AUFGABE> Zitiere aus dem Forumsthread über Star Wars und Star Trek wortgetreu den Abschnitt von „BTT: Aber es“ bis „nicht wirklich gut.“.

VORGEGEBENER TEXT>
BTT: Aber es hat schon was ironisches wenn ein Trekki Regisseur nen Star Wars macht ^^

Für mich persönlich gibt es es eh nur 3 original Teile. Die Episode Teile fand ich nämlich alle nicht wirklich gut.


----------



## wollekassel (25. Januar 2013)

@ docdent: Wieso Bruch mit der Star Trek Philosophie? Ich finde Star Trek von Abrams sehr gelungen und bringt auf intelligente Art und Weise die Möglichkeit das alles noch mal neu zu erzählen mit anderen Verhältnissen im ST-Universum

@ citynomad: Autsch, solche Kommentare tun einem fast schon weh, sorry, aber so was engstirniges ... ich kenne mehrere Leute, die zwar auf Harry Potter stehen aber Herr der Ringe partout ablehnen. Und anders herum. Warum bei denen nicht beides geht werde ich mein Leben lang nicht verstehen ... genauso wie Star Wars und Star Trek. Ich find beides geil, warum auch nicht. Blödheit wäre noch zu milde ausgedrückt, sorry.

@ alle, die nur das eine oder das andere gutheißen - Ihr tut mir leid.


----------



## Tiz92 (25. Januar 2013)

Citynomad schrieb:


> Ein Trekkie-Regisseur für Star Wars? SAKRILEG!
> 
> Das wäre, als wenn Mel Gibson jetzt auf einmal nen ernst gemeinten, tief religiösen Mohammed Film machen würde.

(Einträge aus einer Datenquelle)
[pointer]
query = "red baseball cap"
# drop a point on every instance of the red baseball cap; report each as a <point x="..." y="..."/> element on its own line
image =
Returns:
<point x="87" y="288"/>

* * *

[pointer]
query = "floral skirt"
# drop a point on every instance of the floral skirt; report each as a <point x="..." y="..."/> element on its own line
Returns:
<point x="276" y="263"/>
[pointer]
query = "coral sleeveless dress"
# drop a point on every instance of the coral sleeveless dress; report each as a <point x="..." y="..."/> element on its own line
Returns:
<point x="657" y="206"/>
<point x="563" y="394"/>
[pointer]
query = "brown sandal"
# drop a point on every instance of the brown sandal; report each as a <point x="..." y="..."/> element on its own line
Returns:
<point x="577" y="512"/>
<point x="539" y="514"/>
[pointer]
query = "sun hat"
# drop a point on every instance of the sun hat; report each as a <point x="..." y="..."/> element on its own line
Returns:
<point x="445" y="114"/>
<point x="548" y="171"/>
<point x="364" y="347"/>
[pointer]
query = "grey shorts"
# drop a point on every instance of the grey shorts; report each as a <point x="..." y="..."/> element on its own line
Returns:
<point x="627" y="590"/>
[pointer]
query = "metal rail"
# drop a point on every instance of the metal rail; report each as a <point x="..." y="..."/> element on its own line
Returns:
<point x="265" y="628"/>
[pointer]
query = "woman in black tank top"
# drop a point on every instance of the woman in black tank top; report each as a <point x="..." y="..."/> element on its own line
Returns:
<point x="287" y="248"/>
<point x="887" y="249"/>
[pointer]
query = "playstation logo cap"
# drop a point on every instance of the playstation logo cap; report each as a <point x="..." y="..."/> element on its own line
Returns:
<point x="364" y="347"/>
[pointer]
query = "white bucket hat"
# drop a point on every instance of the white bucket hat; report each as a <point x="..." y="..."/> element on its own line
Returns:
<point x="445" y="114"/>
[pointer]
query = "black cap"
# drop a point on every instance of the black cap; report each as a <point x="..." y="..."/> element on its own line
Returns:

ANTWORT>
BTT: Aber es hat schon was ironisches wenn ein Trekki Regisseur nen Star Wars macht ^^

Für mich persönlich gibt es es eh nur 3 original Teile. Die Episode Teile fand ich nämlich alle nicht wirklich gut.